Relazione del prof. Luca Fontana
ai “Lunedì” della Dante
Colto, ironico, provocatorio, il prof. Luca Fontana ha presentato il 12 novembre ad un pubblico numerosissimo lo scrittore Charles Dickens, accompagnando la sua relazione con letture significative tratte da alcuni romanzi.
Dopo aver ricordato che le opere di Dickens, pubblicate a puntate mensili o settimanali, ebbero una vasta popolarità, ha spiegato che le trame sono spesso intricate, con l’inserimento di intrecci secondari, e che in esse si muove una miriade di personaggi, alcuni dei quali diventati proverbiali, descritti con ironia, comicità, sentimentalismo o secondo le categorie della caricatura e del grottesco.
Fontana si è soffermato sulla capacità dell’autore di descrivere il suo tempo caratterizzato da rapide trasformazioni nel lavoro, nei trasporti e nel profilo urbano e sull’incisività del linguaggio.
Si è divertito e ha divertito.
Il “set” è Londra, una città che cambia vorticosamente per l’inurbamento di masse contadine in cerca di lavoro nelle nuove fabbriche, attorno alle quali sorgono le “new towns”.
È la Londra degli slum, delle misere condizioni di vita delle classi povere e dello sfruttamento minorile, anche se la denuncia dello scrittore non mette mai in discussione l’assetto politico-sociale dell’Inghilterra dell’Ottocento.
In “Dombey and son”(1846-1848) simbolo di modernità è la locomotiva,”excellent monster”; il treno è strumento di cambiamento, ridisegna il paesaggio con la rete ferroviaria, trasforma il territorio, ma contribuisce alla distruzione dei luoghi dovuta alla industrializzazione selvaggia. La velocità e la nuova mentalità imprenditoriale influenzano anche la vita e i sentimenti degli uomini: il protagonista Dombey, orgoglioso ed arrogante commerciante, concentra tutte le sue aspettative sul figlio, non per amore ma confidando in lui per la prosecuzione della sua compagnia di trasporti.

> [Attività da svolgere] Riscrivi sotto forma di elenco puntato il paragrafo del brano che inizia con «In “Dombey and son”», mantenendone le informazioni essenziali.

> [Voci elencate]
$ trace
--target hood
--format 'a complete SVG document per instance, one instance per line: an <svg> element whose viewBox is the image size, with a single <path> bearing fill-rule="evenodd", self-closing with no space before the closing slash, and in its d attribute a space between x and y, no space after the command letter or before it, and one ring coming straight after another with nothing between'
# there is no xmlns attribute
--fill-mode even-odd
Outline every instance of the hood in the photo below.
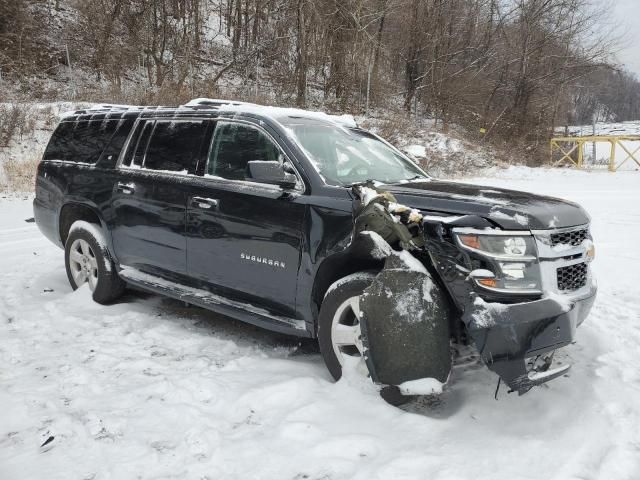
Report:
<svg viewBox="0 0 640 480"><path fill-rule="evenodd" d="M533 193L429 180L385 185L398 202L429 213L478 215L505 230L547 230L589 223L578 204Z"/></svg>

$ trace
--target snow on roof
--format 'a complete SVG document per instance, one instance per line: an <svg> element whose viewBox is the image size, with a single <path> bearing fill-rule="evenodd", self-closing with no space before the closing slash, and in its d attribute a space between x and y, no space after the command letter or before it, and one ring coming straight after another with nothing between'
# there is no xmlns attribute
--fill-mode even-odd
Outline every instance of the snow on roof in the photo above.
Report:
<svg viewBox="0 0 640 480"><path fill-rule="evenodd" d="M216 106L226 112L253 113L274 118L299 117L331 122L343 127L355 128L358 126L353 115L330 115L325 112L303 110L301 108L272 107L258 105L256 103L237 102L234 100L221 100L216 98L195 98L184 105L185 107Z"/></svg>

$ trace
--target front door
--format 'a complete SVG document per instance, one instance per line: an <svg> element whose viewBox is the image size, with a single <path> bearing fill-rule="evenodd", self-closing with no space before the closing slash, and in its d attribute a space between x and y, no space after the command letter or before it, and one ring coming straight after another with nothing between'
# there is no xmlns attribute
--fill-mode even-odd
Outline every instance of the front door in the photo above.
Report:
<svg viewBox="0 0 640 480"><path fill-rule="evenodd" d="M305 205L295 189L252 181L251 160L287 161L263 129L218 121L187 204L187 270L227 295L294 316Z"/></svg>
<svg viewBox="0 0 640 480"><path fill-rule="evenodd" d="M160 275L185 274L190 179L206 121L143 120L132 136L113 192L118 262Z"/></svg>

> [Risposta]
- In "Dombey and son" (1846-1848) il simbolo della modernità è la locomotiva, definita "excellent monster".
- Il treno è uno strumento di cambiamento: con la rete ferroviaria ridisegna il paesaggio e trasforma il territorio.
- Il treno contribuisce anche alla distruzione dei luoghi causata dall'industrializzazione selvaggia.
- La velocità e la nuova mentalità imprenditoriale influenzano la vita e i sentimenti degli uomini.
- Dombey, commerciante orgoglioso e arrogante, ripone tutte le sue aspettative nel figlio non per amore, ma perché conta su di lui per la prosecuzione della sua compagnia di trasporti.